### Work instructions
1. Using the Allegro history excerpt, say whether each statement agrees with it: (a) Allegro's body stiffness was better than that of some of its rivals; (b) British Leyland's industrial relations crisis caused the model's ultimate failure to appeal to the customer; (c) Issigonis willingly made minor changes to help build the cars. Answer yes or no for each, quoting the deciding words.
2. Carry on the Allegro history excerpt, starting after its final sentence.

### Selected extract
--------------------

This also raises the spectre of Allegro’s oft-mentioned lack of torsional stiffness. A notable feature of the Issigonis cars was their industry-leading rigidity, believed to be in no small part a consequence of the use of front and rear subframes for strength and isolation[8]. This reached its apogee with ADO17, which was exceptional in this regard. However, while Allegro’s body stiffness was a good deal less impressive than its larger sibling, it was broadly competitive; indeed, better than a number of its (admittedly hatchback) rivals[9]. Nevertheless, the lack of a front subframe undoubtedly had an adverse effect on Allegro’s body refinement and overall strength[10].
By the end of 1973, notwithstanding the unprecedented fuel supply crisis which had paralysed the entire global industry, Britain’s slide into the economic doldrums, nor indeed BLMC’s own rapidly deteriorating financial situation, it was clear that Allegro was not the success Stokes and his board had hoped. Certainly, the ongoing labour disputes had not aided its cause, but the hard truth is that regardless of whether sufficient cars had been built, there remains the thorny question of whether there would have been customers for them?
Because while British Leyland’s industrial relations crisis undoubtedly harmed Allegro’s prospects (especially early on, when interest was high), it was not responsible for the model’s ultimate failure to appeal to the customer.
oo0O0oo
[1] Throughout the 1960s, the UK government employed borrowing costs as a tool to stimulate or deflate the economy. This see-saw cycle saw large numbers of car workers being recruited during stimulus periods, only to then be laid off again. In addition, strike actions were often viewed by management as a convenient means of trimming the workforce during lean periods. Job security, what job security?
[2] The industrial unrest would continue throughout the decade as both unions and management became more implacably opposed. Government ownership, if anything, made the situation even more complex. It would take a lot of blood on the floor before any tangible progress was made.
[3] As BL would finally discover in the 1980s, when ease of production is designed in, the chances of putting it together accurately increases enormously. It took Honda’s influence to drive this home.
[4] Issigonis was particularly intransigent on this matter, with accounts of his refusal to make even minor changes to assist in actually building the cars. Not his problem, you see.
[5] “We are having no more nonsense from that Pressed Steel gang down at Cowley. We’ll break that lot up.” Barry Kelkin quoting Harry Webster – The Men and Motors of The Austin – Barney Sharratt.
[6] “There was everything wrong with the Allegro to start with… It was a bad design”. Paddy O’ Reilly – The Men and Motors of The Austin – Barney Sharratt.
[7] And perhaps the somewhat rushed, penny-pinched nature of the car’s development.
[8] Not that Alec was wholly wedded to the idea, simply that in order for an interconnected suspension to work properly, subframes were a necessity.

--------------------

### Dataset extract
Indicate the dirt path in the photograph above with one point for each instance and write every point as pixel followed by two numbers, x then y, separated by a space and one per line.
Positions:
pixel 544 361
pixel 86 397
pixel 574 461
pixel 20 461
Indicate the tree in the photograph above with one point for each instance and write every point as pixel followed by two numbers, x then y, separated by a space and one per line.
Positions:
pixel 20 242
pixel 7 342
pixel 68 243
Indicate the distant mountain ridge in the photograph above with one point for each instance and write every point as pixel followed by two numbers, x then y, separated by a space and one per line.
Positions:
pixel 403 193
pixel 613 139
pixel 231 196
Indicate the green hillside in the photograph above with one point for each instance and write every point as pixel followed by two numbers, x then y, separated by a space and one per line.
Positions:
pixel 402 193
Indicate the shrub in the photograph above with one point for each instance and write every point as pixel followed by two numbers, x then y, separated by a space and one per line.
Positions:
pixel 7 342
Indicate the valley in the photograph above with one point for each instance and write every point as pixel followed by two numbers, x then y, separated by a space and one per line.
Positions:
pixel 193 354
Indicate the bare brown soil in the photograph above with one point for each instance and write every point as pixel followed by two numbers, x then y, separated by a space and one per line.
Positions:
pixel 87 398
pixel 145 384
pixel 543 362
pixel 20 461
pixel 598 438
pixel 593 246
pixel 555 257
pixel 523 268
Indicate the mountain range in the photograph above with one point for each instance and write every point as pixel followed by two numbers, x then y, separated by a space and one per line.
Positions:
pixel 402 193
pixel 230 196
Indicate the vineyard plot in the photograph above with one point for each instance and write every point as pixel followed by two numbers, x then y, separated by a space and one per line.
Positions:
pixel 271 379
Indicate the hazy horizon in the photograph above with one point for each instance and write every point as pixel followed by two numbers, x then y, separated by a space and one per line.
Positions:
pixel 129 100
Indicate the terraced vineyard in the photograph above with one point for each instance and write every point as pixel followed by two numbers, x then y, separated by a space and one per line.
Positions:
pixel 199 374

--------------------

### The replies
1.
(a) Yes: "indeed, better than a number of its (admittedly hatchback) rivals"
(b) No: "it was not responsible for the model’s ultimate failure to appeal to the customer."
(c) No: "with accounts of his refusal to make even minor changes to assist in actually building the cars."

2.
[9] Allegros’ torsional rigidity was about 6000lb ft per degree of deflection. The Mk1 Ford Fiesta was by contrast said to be about 4700 lb ft, the Renault 5, 3500 lb ft and the VW Golf, 5200 lb ft.
[10] Press stories were legion of rear screens popping out of Allegros if jacked up incorrectly. How much of these tales are apocryphal largely depends on who you believe.
Sources and quotes: See Part one.
Well there you go, I thought the ADO 17 was built without subframes.
Indeed it was – I think the lack of subframes made it more rigid.
Regarding the old manufacturing surroundings I remember a statement of the BSA production manager that Honda spent more money on a single machine for reaming camshaft bearings of a single model than he had for a whole year and all of his production equipment.
Very low re-investment had been a long standing problem of the British industry at that time.
As a man from a completely different country and culture (PL), I’ve never been able to understand what was actually going on with the industry in the UK in the 1970s. Until now, I’ve had a somewhat neo-liberal take on things, having been fed a heavily Thatcherian interpretation of Clarkson on Top Gear since I was a kid (back when whey actually tested cars in the early 00’s).
The situation, of course, is much more complicated than that, but it’s probably one where literally all parties were at fault. Poor management, an incredibly strange from today’s point of view pay system and a work culture at a very low level. It’s a great pity, because back in the 1950s/60s the British automotive industry was incomparably more interesting and much more diverse than the German or French ones. Nowadays it’s mostly ultra-luxury vehicles produced by German corporations.
Centralizing and creating huge, too-big-to-fail corporations is never a good idea. Tthe charm and strength of the earlier British industry was precisely its diversity. Of course, under free market, globalised conditions, many manufacturers would have failed, but were it not for misguided decisions, perhaps today I might consider Austin, Rover, or Triumph next to Opes, Ford, or VW when buying a new car.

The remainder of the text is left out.